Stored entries
▼
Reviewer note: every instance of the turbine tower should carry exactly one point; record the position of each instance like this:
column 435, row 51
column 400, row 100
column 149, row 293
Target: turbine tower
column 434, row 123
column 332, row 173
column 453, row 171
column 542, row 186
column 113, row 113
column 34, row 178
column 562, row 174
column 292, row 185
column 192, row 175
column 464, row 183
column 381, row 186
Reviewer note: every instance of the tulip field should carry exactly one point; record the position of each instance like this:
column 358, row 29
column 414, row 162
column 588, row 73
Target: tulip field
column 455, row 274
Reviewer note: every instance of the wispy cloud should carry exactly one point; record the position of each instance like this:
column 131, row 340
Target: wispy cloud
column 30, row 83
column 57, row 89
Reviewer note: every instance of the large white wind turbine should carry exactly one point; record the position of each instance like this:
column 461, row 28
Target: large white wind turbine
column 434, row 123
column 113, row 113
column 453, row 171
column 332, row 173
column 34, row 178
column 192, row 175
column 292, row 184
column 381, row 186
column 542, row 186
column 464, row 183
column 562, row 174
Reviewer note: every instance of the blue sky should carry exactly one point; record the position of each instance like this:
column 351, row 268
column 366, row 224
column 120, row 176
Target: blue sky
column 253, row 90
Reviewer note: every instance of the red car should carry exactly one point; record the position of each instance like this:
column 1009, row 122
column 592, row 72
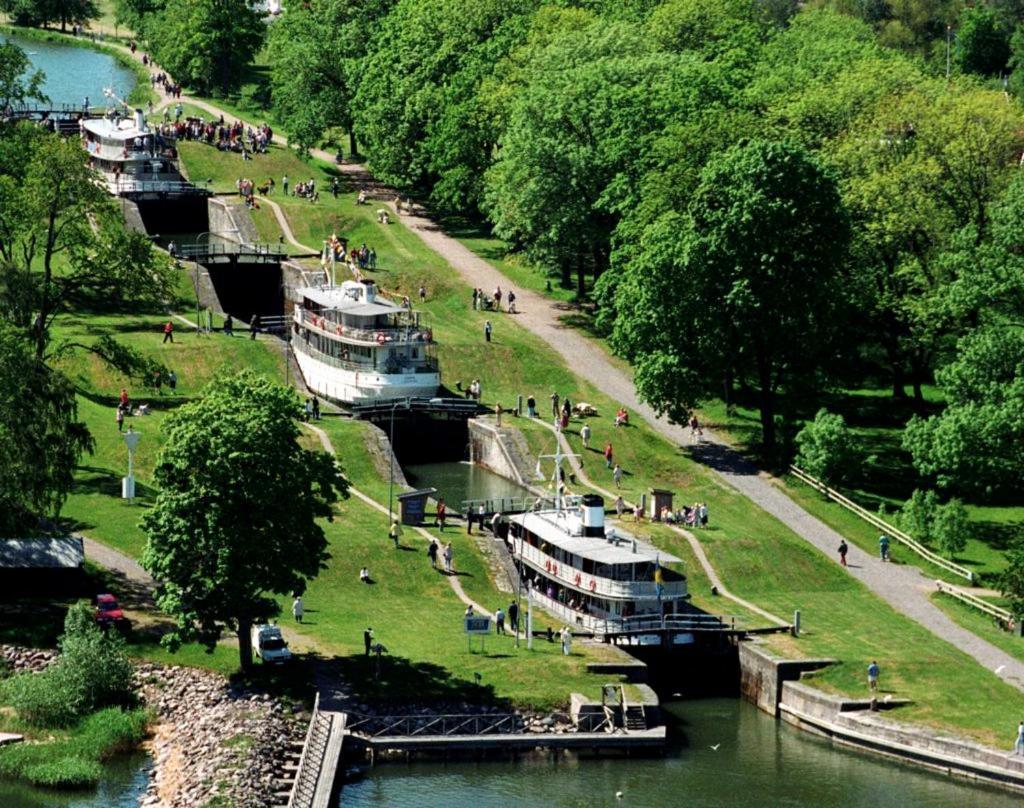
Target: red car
▲
§ What you should do:
Return all of the lines above word for word, leaving out the picture.

§ Answer to the exercise:
Reviewer note: every instance of the turbine tower should carry exactly one point; record the position of each instance like this:
column 435, row 51
column 400, row 100
column 149, row 293
Target: turbine tower
column 434, row 123
column 332, row 173
column 453, row 171
column 542, row 186
column 113, row 113
column 34, row 178
column 562, row 174
column 292, row 185
column 192, row 175
column 464, row 183
column 381, row 186
Reviewer note: every instance of the tulip field should carry exactly one point; record the position of each instance like this:
column 358, row 29
column 414, row 162
column 588, row 73
Target: tulip field
column 455, row 274
Reviewer note: every instance of the wispy cloud should carry exactly one point; record the position of each instance like this:
column 131, row 340
Target: wispy cloud
column 30, row 83
column 57, row 89
Reviewer note: every instance of the large white wind turbine should carry exactly one point; record the position of each instance like this:
column 461, row 28
Target: large white wind turbine
column 434, row 123
column 113, row 113
column 453, row 171
column 332, row 173
column 34, row 178
column 192, row 175
column 292, row 184
column 381, row 186
column 542, row 186
column 464, row 183
column 562, row 174
Reviewer note: every instance of the blue sky should carry exactly one point; record the position of each instance like this:
column 351, row 268
column 366, row 224
column 120, row 176
Target: blue sky
column 253, row 90
Reviewer note: every instance of the red car should carry exactly one point; record the position of each instance like this:
column 1009, row 122
column 592, row 72
Target: red car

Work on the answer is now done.